#### [What is expected]
From the entries below, pull out every line that contains the word "banner". Case counts.

※ ※ ※

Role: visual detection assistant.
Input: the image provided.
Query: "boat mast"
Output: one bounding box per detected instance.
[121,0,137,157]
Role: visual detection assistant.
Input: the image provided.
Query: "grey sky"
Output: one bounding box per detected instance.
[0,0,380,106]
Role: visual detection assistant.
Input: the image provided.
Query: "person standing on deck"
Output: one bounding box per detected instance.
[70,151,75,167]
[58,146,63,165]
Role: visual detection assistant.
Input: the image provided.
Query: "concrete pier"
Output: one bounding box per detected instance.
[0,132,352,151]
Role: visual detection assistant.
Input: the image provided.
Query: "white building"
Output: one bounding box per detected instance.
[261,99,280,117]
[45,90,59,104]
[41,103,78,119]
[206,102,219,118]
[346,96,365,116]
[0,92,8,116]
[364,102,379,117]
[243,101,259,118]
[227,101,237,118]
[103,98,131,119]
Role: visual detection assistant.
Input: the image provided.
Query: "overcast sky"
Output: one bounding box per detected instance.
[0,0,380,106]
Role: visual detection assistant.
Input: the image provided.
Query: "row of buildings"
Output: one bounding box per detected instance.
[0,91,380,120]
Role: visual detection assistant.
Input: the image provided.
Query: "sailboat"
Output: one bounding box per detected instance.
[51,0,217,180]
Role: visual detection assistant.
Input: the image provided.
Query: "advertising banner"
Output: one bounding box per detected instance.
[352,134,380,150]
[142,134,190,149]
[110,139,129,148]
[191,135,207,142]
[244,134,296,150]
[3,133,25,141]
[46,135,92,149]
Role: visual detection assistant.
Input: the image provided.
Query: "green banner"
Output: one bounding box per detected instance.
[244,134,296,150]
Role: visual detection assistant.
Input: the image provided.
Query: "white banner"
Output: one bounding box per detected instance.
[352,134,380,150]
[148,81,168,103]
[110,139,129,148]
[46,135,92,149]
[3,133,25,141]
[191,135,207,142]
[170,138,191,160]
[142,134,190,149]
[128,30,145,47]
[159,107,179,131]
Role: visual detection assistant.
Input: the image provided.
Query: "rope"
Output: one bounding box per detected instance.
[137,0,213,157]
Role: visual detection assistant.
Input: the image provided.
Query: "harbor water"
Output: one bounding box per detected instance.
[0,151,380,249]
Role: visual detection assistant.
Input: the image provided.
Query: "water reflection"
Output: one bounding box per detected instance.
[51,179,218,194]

※ ※ ※

#### [Right answer]
Query: "advertising banner"
Query: "green banner"
Query: "white banner"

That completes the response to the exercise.